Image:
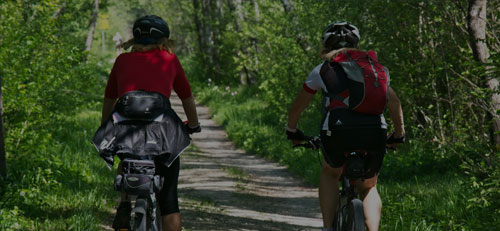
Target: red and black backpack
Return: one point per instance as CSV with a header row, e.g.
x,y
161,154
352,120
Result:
x,y
367,86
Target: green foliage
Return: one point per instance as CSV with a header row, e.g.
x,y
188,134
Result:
x,y
425,44
54,179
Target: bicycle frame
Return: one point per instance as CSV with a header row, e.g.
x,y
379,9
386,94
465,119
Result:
x,y
350,214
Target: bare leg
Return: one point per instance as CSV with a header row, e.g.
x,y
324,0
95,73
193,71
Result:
x,y
172,222
372,204
328,191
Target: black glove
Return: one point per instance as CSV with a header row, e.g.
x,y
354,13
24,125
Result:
x,y
392,140
297,135
194,129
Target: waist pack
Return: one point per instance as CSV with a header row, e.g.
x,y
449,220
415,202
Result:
x,y
368,82
138,178
142,105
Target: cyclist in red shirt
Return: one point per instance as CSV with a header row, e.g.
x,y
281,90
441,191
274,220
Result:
x,y
342,128
151,66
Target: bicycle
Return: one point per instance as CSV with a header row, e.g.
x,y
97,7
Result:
x,y
350,214
138,180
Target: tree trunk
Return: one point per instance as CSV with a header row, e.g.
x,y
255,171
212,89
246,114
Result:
x,y
290,11
477,29
93,22
3,165
199,27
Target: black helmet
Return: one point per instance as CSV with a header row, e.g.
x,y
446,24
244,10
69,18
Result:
x,y
150,28
339,35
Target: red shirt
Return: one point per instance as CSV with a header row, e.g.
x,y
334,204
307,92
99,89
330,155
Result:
x,y
154,70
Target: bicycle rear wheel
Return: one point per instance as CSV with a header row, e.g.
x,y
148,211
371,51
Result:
x,y
154,218
355,216
139,213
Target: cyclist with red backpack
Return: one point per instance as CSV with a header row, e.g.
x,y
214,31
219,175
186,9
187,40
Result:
x,y
356,93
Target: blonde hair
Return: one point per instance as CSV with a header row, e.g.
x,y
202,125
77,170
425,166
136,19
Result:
x,y
328,54
162,44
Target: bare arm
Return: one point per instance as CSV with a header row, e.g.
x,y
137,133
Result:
x,y
190,109
396,113
107,108
298,106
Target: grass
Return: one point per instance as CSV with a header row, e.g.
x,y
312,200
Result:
x,y
62,185
420,188
237,173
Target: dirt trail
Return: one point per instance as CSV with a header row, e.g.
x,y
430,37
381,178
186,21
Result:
x,y
224,188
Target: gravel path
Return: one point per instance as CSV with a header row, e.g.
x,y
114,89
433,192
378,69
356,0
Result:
x,y
224,188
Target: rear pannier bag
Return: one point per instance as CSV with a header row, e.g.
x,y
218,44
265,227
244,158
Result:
x,y
142,105
138,178
368,82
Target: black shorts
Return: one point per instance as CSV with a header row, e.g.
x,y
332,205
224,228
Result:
x,y
343,140
167,198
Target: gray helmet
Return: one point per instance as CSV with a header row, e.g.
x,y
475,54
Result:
x,y
339,35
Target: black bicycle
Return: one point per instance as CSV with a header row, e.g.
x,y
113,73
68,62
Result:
x,y
138,180
350,214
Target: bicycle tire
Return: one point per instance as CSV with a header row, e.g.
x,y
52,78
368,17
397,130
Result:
x,y
338,221
157,226
140,211
355,216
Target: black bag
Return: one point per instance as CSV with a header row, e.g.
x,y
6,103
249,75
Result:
x,y
138,178
142,105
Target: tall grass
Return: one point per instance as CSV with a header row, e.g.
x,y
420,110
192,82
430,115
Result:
x,y
61,185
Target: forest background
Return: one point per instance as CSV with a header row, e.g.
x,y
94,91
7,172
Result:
x,y
246,60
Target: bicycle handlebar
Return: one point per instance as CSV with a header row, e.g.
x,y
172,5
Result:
x,y
314,142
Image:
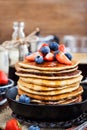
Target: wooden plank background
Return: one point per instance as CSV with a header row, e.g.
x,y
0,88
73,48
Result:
x,y
59,17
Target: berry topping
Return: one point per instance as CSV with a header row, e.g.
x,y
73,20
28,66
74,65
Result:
x,y
49,57
39,59
45,50
32,56
63,59
32,127
61,47
42,45
55,52
24,99
3,78
69,56
54,46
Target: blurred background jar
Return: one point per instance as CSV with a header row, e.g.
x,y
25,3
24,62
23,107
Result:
x,y
4,64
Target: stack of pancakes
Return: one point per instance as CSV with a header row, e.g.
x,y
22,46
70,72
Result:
x,y
50,82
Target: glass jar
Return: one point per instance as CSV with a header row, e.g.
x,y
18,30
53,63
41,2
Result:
x,y
4,64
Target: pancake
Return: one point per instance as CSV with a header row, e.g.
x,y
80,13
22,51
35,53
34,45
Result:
x,y
52,98
48,93
21,68
51,76
44,88
51,83
63,101
47,66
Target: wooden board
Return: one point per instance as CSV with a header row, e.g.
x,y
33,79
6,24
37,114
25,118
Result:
x,y
59,17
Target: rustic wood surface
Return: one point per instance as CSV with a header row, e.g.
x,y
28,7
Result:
x,y
60,17
5,115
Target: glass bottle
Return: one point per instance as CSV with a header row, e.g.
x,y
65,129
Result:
x,y
15,31
21,30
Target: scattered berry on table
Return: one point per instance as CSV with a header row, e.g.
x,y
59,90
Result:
x,y
62,47
24,99
39,59
49,57
45,50
53,46
32,127
69,56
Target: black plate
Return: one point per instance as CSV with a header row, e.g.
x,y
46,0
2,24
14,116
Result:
x,y
46,112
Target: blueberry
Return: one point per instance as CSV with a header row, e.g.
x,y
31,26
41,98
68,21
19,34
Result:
x,y
54,46
45,50
56,52
22,98
27,100
32,127
39,59
68,55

TASK STATEMENT: Within the entries above, report how many lines include "shirt", and keep the answer to the number.

ANSWER AREA: 2